The Centers for Medicare & Medicaid Services has published a draft guidance for the new framework for coverage with evidence development, or CED, a very interesting framework indeed. Following is a list of some fascinating tidbits from the draft guidance.
Interesting item #1: The passage stating that CMS is examining the question of “whether local contractors should have the discretion to apply CED in local coverage” is pretty close to an earthquake.
I’m assuming that most CED trials will have to span more than one Medicare carrier’s jurisdiction, which suggests a patchwork of CED coverage or a need to get multiple carriers on board with a single CED protocol. This might be the worst idea since pet rocks and it’s exceedingly difficult to imagine anyone would want to go this route. Is there a reason not to believe this is CMS’s way of saying: “Come to Baltimore and talk to us about your novel and expensive offerings, not the local carriers”?
Interesting item #2: CMS states that the authority to invoke CED “has existed for more than a decade but has been applied sparingly.” The document states also that CMS “believes that the lessons learned during the initial implementation of CED can inform its more frequent use.”
Capisce?
Interesting item #3: The draft acknowledges that there may be a problem with the fact that coverage of an item or service ends after the CED study ends. CMS suggests sponsors might develop “integrated research strategies during the planning of CED studies” that would allow the use of “practical observational studies to close outstanding evidence gaps and allow coverage” after a randomized, controlled CED trial ends. The fly in the paste here is that this would call for “an interim analysis, based on pre-agreed public criteria … to open or close enrollment in the follow up study.”
So how long will this interim analysis take? That’s how long coverage would be absent.
There’s a lot more to the guidance than is covered here, but a cynic’s guide to the galaxy might state that the agency’s proclaimed interest in using CED more frequently comes with CMS’s unstated but widely suspected effort to draw a tighter noose around Medicare medical device spending. Beyond that, the difference between the old CED and the new CED might be “lots and none at all,” as Bilbo Baggins told the trolls.
FDA-to-CMS trial transition: strictly incidental?
Up to now, the vast majority of Medicare coverage decisions have taken place at the local level, but clearly the ratios are going to change. CMS also seems to argue that its cooperation with FDA is incidental to the CED process. The draft CED guidance states that the agency sees the “alignment of CED with an FDA post-approval study requirement” as nothing more than “an example of a CED application rather than a new CED paradigm.”
I wonder if device makers with first-of-a-kind devices will believe that, given the talk about integrated research strategies, practical observational studies and gaps in coverage after the CED study is over. These “practical observational studies” are yet another clinical study requirement, and device makers are not going to ignore the need to mesh their FDA trial mandates with those of CMS in order to keep the number of studies down to a manageable number. Not if they want to keep investors on board, anyway.
This is anything but a mere “example of a CED application,” and a lot closer to “a new CED paradigm” as best as I can tell. If I’m not mistaken, it’s called “parallel review.”

(PROVIDED MATERIAL):

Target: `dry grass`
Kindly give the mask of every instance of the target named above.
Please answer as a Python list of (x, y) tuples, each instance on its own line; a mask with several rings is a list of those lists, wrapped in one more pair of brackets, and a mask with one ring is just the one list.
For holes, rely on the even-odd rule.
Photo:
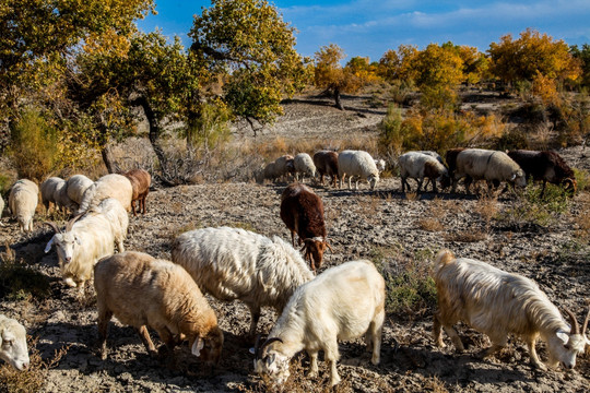
[(0, 392), (8, 393), (28, 393), (38, 392), (45, 385), (47, 371), (59, 365), (61, 358), (68, 353), (68, 347), (55, 352), (54, 357), (44, 360), (40, 353), (37, 350), (38, 337), (32, 338), (27, 336), (27, 345), (30, 348), (30, 366), (26, 371), (19, 371), (11, 366), (3, 365), (0, 367)]
[(476, 242), (485, 240), (487, 238), (487, 234), (481, 231), (480, 229), (459, 230), (456, 233), (445, 234), (444, 238), (445, 241)]

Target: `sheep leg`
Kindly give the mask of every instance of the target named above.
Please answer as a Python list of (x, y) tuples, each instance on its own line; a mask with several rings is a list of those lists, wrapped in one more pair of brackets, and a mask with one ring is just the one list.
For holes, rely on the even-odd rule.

(REQUIRED TASKS):
a – Transcribe the CED guidance commentary word for word, beginning at "There’s a lot" and stopping after "transition: strictly incidental?".
b – In the CED guidance commentary, how long does the draft say CMS's authority to invoke CED has existed?
The items have nothing to do with this work.

(OUTPUTS IN ORDER):
a –
There’s a lot more to the guidance than is covered here, but a cynic’s guide to the galaxy might state that the agency’s proclaimed interest in using CED more frequently comes with CMS’s unstated but widely suspected effort to draw a tighter noose around Medicare medical device spending. Beyond that, the difference between the old CED and the new CED might be “lots and none at all,” as Bilbo Baggins told the trolls.
FDA-to-CMS trial transition: strictly incidental?

b – More than a decade, though it has been applied sparingly.